Content starts

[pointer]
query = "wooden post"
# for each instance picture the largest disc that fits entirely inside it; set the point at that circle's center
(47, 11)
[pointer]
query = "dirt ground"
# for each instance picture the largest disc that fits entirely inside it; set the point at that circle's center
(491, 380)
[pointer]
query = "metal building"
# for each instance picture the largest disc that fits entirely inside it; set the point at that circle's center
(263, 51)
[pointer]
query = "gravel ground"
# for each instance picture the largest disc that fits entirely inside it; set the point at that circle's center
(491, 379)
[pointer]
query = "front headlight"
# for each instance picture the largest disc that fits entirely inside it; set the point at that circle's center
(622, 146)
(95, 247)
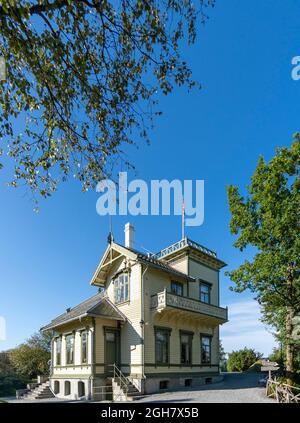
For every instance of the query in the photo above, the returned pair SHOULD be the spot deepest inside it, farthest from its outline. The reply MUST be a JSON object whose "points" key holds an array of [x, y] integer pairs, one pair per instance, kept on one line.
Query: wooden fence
{"points": [[282, 392]]}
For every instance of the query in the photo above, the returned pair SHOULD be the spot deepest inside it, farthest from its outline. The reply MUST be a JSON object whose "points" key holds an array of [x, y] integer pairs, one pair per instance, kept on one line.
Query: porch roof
{"points": [[98, 305]]}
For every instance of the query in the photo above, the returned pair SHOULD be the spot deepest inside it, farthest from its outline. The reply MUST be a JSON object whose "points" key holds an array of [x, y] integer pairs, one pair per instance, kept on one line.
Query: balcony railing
{"points": [[166, 299], [183, 243]]}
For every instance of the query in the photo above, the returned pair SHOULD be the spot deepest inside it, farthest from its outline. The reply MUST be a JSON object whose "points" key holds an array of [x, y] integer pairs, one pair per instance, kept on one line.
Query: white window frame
{"points": [[121, 287]]}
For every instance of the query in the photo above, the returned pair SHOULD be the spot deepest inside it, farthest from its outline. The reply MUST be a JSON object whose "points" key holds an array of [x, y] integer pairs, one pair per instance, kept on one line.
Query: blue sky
{"points": [[248, 105]]}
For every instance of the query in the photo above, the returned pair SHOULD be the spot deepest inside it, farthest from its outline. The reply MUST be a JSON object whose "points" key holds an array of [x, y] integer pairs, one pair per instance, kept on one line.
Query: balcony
{"points": [[164, 301]]}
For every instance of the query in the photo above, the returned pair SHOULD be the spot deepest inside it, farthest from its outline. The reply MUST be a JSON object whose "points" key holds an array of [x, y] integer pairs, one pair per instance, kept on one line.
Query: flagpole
{"points": [[182, 222]]}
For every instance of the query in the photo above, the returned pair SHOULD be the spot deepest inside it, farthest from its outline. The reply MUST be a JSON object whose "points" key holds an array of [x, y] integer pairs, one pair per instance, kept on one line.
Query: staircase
{"points": [[122, 388], [42, 391]]}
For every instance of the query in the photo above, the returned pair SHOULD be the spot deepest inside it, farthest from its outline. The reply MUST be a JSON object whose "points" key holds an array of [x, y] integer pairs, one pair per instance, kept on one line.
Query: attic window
{"points": [[121, 288]]}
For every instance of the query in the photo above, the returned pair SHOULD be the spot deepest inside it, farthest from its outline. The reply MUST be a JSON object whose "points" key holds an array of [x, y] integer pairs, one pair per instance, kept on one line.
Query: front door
{"points": [[112, 350]]}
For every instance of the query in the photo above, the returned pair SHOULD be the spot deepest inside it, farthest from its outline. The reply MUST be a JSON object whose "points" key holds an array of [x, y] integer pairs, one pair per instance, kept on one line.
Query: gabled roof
{"points": [[98, 305], [116, 251]]}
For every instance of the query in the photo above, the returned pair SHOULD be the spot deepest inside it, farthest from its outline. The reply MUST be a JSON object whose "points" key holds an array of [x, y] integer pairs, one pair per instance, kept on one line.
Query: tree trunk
{"points": [[289, 347]]}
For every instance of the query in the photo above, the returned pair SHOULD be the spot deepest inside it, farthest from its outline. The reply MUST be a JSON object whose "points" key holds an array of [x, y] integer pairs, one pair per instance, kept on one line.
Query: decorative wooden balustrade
{"points": [[282, 392]]}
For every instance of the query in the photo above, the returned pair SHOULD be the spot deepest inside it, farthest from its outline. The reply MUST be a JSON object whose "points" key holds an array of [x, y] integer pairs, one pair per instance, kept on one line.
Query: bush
{"points": [[9, 379], [242, 360]]}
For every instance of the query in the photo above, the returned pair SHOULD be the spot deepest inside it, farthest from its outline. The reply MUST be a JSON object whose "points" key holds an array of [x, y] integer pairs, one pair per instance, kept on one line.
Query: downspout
{"points": [[143, 322], [91, 377]]}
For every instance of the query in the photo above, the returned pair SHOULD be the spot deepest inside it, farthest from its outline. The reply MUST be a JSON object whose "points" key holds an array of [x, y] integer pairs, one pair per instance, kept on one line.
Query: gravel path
{"points": [[236, 387]]}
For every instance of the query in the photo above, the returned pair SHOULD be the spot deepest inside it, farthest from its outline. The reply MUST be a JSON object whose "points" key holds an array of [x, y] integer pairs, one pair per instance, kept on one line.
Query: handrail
{"points": [[192, 300], [124, 382]]}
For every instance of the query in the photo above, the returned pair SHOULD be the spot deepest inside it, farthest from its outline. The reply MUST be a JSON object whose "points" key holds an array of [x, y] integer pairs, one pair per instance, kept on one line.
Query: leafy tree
{"points": [[277, 355], [269, 220], [83, 76], [9, 379], [241, 360], [31, 358]]}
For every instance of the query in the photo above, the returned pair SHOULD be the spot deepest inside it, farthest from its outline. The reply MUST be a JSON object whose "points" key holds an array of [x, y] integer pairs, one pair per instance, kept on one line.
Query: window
{"points": [[121, 288], [67, 388], [81, 389], [186, 340], [58, 351], [84, 346], [56, 386], [70, 349], [177, 288], [205, 349], [163, 384], [205, 293], [162, 346]]}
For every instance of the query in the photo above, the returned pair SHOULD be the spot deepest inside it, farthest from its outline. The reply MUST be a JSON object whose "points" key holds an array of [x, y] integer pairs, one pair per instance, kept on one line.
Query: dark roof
{"points": [[96, 306], [160, 264]]}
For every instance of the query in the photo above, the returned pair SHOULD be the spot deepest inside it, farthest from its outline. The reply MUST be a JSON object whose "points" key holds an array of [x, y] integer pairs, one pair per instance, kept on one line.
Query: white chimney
{"points": [[129, 235]]}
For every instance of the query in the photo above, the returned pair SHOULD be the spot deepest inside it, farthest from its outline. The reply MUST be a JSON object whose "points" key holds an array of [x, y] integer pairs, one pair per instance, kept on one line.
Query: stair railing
{"points": [[123, 380]]}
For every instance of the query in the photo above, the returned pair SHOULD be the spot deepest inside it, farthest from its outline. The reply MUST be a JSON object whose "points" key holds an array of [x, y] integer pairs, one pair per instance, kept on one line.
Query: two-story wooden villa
{"points": [[153, 325]]}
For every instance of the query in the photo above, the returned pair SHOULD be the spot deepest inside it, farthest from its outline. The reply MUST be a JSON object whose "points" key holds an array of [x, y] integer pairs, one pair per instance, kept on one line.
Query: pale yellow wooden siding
{"points": [[131, 332], [198, 270], [157, 281]]}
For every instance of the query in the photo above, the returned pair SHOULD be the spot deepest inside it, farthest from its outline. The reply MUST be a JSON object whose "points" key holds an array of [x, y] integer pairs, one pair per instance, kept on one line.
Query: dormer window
{"points": [[121, 288], [205, 292], [177, 288]]}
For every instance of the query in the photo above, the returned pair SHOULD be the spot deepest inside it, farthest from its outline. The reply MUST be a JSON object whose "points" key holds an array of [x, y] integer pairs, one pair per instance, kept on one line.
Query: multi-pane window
{"points": [[205, 349], [121, 288], [177, 288], [162, 346], [58, 351], [186, 340], [70, 349], [84, 346], [204, 292]]}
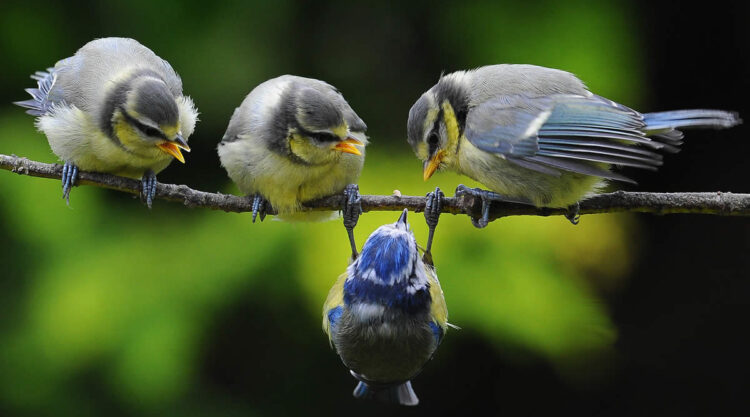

Content ends

> [What to work on]: Each line carrying the string "ground" should be copied out from the entries.

> [Final answer]:
query = "dirt ground"
query = "gravel ground"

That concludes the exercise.